[Begin Exercise materials]
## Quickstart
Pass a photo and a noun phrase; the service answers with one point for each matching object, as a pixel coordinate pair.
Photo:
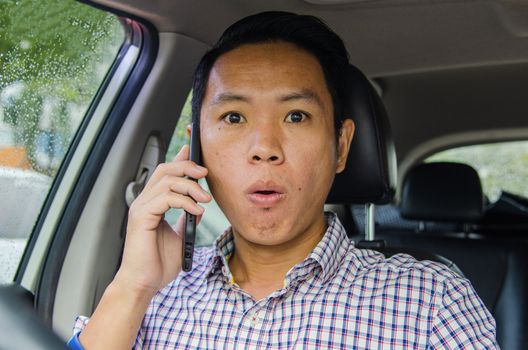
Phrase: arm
[End Exercise materials]
[Begin Exercise materials]
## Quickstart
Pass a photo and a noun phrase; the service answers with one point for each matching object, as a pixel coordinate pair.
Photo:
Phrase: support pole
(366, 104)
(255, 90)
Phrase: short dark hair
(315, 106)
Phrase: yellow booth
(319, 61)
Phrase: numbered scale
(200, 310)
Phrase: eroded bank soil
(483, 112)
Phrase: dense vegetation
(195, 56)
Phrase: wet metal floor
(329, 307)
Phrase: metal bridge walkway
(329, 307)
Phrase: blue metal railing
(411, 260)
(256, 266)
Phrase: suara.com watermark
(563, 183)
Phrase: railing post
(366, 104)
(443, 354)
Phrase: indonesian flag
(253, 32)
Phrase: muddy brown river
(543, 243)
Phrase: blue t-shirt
[End Exercise materials]
Problem statement — Express the data from the line with "Phrase: railing post" up to and including the line with "Phrase: blue t-shirt" as a JSON list of strings, one string per line, leaving out blank lines.

Right answer —
[
  "Phrase: railing post",
  "(366, 104)",
  "(443, 354)",
  "Phrase: indonesian flag",
  "(253, 32)",
  "Phrase: muddy brown river",
  "(543, 243)",
  "Phrase: blue t-shirt"
]